▶ Exercise instructions
In full and without alteration, print the entries that follow.

━━ Data provided

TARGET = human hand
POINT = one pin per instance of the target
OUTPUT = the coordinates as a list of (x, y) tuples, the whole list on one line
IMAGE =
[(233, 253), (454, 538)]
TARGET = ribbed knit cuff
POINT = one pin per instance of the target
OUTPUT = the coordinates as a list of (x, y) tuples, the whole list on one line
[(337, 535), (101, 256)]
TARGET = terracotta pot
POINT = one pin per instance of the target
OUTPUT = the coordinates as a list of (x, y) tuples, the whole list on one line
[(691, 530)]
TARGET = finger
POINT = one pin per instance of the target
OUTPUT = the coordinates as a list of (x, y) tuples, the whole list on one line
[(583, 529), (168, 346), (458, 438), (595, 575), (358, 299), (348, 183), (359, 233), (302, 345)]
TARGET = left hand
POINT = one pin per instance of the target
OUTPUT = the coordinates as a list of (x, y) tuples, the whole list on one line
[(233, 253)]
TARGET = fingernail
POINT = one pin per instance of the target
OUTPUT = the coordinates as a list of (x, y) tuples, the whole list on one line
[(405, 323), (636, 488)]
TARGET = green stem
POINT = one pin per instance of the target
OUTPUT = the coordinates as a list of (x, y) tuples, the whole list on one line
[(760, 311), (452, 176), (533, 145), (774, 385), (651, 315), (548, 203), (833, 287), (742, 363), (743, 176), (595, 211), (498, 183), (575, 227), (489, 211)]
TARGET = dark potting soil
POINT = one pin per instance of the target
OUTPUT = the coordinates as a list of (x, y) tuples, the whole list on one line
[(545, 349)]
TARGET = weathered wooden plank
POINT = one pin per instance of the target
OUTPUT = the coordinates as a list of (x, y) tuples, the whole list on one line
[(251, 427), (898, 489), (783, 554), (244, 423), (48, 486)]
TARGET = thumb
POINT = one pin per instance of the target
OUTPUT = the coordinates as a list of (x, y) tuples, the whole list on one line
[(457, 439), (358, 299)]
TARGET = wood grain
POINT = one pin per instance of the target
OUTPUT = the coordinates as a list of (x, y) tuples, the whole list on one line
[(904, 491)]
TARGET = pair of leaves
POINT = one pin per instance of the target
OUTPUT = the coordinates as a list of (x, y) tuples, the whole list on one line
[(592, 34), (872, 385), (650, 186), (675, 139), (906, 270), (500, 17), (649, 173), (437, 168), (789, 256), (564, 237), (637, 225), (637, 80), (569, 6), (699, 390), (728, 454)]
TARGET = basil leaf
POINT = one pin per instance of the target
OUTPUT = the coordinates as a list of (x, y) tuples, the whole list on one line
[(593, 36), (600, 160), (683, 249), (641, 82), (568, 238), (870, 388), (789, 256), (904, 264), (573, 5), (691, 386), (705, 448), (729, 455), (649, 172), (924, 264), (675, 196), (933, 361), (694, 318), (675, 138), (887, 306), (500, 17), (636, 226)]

━━━━

▶ Answer to the problem
TARGET = human hand
POINT = one pin per instance of the target
OUTPUT = the coordinates as a list of (x, y) tuples, the whole list on one line
IMAGE =
[(233, 253), (454, 538)]
TARGET = ribbed knit cuff
POINT = one pin per instance of the target
OUTPUT = the coordinates as a list of (x, y) tuples, the whole list on one line
[(337, 535), (101, 256)]
TARGET = terracotta pot
POINT = one pin per instance of the target
OUTPUT = the coordinates as a list of (x, y) tuples, the whole list on one line
[(691, 530)]
TARGET = finger
POINT = one pin per instance of the target
OUTPUT = the coordinates as a list of (x, y) tuples, the whole list on one line
[(583, 529), (168, 346), (458, 438), (595, 575), (358, 299), (348, 183), (359, 233), (302, 345)]
TARGET = left hand
POINT = one pin per instance of the target
OUTPUT = the coordinates as a list of (x, y) tuples, the whole list on one line
[(233, 253)]
TARGET = fingernail
POINT = one pin per instance of the target
OUTPUT = the coordinates as a list of (x, y) tuples, the whole list on one line
[(405, 323), (636, 488)]
TARGET = green stem
POINT = one pin per instance of the target
OUTPUT = the coordinates as a list of (x, y) tuples, the whole list on one line
[(760, 311), (452, 176), (533, 145), (774, 385), (651, 315), (548, 203), (833, 287), (742, 363), (743, 176), (595, 211), (498, 183), (575, 227), (489, 211)]
TARGET = dark potting soil
POINT = one pin per instance of the target
OUTPUT = the coordinates as a list of (x, y) tuples, the whole list on one line
[(545, 349)]
TARGET = weathered wooden plank
POINT = one pin per instance of the target
OUTPUT = the coordinates as a list of (x, y) tuples, the whole list on one line
[(251, 427), (898, 489), (783, 554), (244, 423), (48, 486)]
TARGET = thumb
POINT = one pin per instance of the target
OUTPUT = the coordinates as a list of (x, y) tuples, the whole list on one line
[(457, 439), (358, 299)]
TARGET = wood grain
POINT = one pin per instance of the target
OUTPUT = the coordinates as a list of (x, y) tuples, the whole list on one line
[(904, 491)]
TARGET = pair of leaves
POINT = one pin per instance of the target
OUTPUT = the coordinates as a list of (x, y) tuples, the whole list on one line
[(592, 34), (872, 385), (650, 186), (675, 139), (906, 270), (500, 17), (649, 173), (437, 168), (789, 256), (564, 237), (637, 225), (637, 80), (569, 6), (699, 390), (728, 454)]
TARGET = basil leaf
POINT = one pin per instance of the target
OUTPUT = the coordinates as a list of (x, y) tuples, the whole list on one line
[(593, 36), (600, 160), (683, 249), (641, 82), (568, 238), (870, 388), (789, 256), (904, 264), (573, 5), (691, 386), (705, 448), (729, 455), (649, 172), (924, 264), (675, 196), (933, 361), (694, 318), (675, 138), (887, 306), (500, 17), (636, 226)]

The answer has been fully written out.